» Aim of the task: Can you give everything from the start of the records down to and including the line containing "negative clicks: (765, 1362) (836, 1441)" as a JSON list of strings, one per line, with blank lines left out?

»»

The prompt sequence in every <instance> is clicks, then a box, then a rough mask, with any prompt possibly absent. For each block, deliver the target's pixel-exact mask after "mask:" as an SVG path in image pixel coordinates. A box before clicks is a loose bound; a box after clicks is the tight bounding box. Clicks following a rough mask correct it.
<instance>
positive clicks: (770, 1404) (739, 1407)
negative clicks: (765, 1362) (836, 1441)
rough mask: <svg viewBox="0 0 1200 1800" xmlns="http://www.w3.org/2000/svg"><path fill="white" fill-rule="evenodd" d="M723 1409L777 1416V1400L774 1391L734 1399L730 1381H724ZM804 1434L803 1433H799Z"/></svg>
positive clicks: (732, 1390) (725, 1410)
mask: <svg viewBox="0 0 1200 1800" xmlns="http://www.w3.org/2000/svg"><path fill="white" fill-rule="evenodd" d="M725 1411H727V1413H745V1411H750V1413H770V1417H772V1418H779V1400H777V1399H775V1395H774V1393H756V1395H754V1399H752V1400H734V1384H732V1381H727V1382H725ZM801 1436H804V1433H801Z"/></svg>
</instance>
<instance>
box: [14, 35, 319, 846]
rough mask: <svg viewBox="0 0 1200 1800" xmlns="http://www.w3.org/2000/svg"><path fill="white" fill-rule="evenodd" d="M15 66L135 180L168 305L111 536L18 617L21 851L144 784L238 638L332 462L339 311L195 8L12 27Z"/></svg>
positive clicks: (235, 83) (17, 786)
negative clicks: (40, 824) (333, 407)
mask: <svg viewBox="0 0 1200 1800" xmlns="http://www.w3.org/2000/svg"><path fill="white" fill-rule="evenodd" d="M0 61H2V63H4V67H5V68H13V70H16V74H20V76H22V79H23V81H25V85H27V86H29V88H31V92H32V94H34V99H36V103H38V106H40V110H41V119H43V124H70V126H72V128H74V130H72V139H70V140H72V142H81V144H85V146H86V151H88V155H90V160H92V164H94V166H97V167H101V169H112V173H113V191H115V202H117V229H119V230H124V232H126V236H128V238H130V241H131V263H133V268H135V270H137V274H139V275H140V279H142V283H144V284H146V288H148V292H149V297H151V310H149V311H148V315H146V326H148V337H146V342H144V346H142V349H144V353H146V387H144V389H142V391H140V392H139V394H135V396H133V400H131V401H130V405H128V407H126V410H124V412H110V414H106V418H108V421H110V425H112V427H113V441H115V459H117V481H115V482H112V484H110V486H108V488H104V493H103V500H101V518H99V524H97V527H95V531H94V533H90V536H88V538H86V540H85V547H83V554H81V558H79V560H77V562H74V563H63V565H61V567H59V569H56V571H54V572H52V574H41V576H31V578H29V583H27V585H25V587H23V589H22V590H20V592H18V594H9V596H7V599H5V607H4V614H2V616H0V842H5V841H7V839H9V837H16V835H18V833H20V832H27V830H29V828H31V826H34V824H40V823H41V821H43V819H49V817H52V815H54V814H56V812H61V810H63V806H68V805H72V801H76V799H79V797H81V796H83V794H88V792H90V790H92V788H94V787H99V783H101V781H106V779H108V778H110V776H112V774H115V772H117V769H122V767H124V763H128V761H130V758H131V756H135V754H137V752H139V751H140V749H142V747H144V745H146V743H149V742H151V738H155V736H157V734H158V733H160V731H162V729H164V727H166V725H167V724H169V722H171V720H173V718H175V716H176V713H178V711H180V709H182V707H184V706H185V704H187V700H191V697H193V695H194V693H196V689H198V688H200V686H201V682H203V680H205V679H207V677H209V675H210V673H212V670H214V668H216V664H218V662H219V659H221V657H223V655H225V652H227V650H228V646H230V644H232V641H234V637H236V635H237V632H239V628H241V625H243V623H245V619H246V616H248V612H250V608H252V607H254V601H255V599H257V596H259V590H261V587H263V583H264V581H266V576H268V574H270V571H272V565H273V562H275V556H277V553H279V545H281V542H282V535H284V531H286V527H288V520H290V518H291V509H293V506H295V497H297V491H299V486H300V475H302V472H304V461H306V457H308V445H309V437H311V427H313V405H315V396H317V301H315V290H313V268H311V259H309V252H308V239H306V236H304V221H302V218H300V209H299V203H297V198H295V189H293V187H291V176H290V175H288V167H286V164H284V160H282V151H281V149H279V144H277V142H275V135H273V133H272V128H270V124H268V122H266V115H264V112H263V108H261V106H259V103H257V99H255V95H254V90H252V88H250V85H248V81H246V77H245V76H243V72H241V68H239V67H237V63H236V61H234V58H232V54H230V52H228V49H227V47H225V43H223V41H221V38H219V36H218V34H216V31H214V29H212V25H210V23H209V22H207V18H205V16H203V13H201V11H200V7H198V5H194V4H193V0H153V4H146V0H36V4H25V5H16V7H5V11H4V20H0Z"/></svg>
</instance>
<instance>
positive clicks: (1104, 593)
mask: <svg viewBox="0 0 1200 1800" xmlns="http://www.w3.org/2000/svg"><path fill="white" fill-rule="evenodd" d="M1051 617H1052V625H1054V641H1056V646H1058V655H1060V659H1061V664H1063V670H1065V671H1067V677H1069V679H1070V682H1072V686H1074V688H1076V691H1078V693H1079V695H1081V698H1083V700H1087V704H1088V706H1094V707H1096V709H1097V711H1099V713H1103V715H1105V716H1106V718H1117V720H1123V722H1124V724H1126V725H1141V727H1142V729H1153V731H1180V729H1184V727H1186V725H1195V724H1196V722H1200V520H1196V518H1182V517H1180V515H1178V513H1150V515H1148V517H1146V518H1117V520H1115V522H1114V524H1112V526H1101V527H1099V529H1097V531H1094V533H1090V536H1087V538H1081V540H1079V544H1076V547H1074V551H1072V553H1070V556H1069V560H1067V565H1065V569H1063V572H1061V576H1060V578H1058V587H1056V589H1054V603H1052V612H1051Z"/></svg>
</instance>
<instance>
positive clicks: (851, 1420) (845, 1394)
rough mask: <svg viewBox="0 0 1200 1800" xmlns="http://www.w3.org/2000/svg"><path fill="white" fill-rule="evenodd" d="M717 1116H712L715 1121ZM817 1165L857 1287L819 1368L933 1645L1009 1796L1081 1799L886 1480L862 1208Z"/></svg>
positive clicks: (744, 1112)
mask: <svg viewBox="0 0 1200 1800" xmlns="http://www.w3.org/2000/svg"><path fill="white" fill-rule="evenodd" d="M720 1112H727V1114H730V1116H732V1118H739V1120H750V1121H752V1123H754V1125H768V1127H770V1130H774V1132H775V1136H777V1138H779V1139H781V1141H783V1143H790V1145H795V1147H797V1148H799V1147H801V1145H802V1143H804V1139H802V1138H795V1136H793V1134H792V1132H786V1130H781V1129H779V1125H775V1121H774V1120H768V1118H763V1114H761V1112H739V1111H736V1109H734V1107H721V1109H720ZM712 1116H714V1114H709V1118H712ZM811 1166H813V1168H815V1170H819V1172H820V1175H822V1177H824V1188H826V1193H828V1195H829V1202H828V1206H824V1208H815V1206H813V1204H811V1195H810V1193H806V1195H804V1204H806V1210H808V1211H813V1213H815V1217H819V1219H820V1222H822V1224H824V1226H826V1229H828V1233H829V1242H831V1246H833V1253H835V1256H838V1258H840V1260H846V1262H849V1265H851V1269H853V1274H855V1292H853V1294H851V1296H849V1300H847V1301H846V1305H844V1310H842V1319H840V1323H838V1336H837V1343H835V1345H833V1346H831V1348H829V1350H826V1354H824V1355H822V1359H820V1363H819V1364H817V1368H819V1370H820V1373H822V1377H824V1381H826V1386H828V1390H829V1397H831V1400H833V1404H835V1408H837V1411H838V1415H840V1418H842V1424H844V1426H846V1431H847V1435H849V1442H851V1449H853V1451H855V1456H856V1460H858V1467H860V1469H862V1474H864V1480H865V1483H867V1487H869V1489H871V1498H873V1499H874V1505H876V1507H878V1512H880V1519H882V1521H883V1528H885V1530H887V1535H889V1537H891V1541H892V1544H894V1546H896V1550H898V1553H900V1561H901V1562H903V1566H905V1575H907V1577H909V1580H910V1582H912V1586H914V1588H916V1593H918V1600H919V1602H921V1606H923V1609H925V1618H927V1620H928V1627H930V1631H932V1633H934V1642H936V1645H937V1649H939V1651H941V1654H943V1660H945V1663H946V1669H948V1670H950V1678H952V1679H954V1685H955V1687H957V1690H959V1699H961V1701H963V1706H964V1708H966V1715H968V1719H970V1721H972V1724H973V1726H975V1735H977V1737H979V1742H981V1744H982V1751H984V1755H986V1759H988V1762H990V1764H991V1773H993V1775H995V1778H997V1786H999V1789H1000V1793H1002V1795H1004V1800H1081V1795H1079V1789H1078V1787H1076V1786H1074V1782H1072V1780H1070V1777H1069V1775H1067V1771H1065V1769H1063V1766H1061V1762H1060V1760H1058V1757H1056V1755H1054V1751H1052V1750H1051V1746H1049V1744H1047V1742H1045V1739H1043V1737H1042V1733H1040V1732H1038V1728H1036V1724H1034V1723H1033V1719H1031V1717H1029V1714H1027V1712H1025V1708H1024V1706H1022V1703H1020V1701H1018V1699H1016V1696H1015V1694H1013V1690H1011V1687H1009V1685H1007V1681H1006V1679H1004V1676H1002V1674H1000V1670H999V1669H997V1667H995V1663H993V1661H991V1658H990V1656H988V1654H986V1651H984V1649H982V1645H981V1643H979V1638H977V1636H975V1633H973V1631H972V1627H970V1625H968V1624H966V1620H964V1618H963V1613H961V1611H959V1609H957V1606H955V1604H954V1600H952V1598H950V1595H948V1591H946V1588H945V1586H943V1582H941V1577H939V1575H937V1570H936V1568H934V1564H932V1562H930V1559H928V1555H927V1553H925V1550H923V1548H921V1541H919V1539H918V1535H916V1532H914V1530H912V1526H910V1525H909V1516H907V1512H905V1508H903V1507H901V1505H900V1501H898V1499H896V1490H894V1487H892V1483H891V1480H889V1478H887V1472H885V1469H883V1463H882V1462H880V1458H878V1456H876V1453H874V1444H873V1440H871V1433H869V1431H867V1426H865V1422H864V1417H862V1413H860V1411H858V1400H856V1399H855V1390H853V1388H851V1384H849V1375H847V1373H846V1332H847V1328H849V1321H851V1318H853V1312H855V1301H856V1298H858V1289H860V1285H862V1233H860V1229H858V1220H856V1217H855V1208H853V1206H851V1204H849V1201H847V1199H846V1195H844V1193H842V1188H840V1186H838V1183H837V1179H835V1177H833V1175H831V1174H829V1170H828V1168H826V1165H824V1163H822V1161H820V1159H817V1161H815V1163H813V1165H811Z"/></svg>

««

» Written response:
[
  "The prompt sequence in every <instance> is clicks, then a box, then a rough mask, with any prompt possibly absent. For each block, deliver the target's pixel-exact mask after \"mask:\" as an SVG path in image pixel coordinates. A box before clicks is a loose bound; a box after clicks is the tight bounding box. Clicks following a rough mask correct it.",
  "<instance>",
  "positive clicks: (770, 1404) (739, 1407)",
  "negative clicks: (765, 1362) (836, 1441)"
]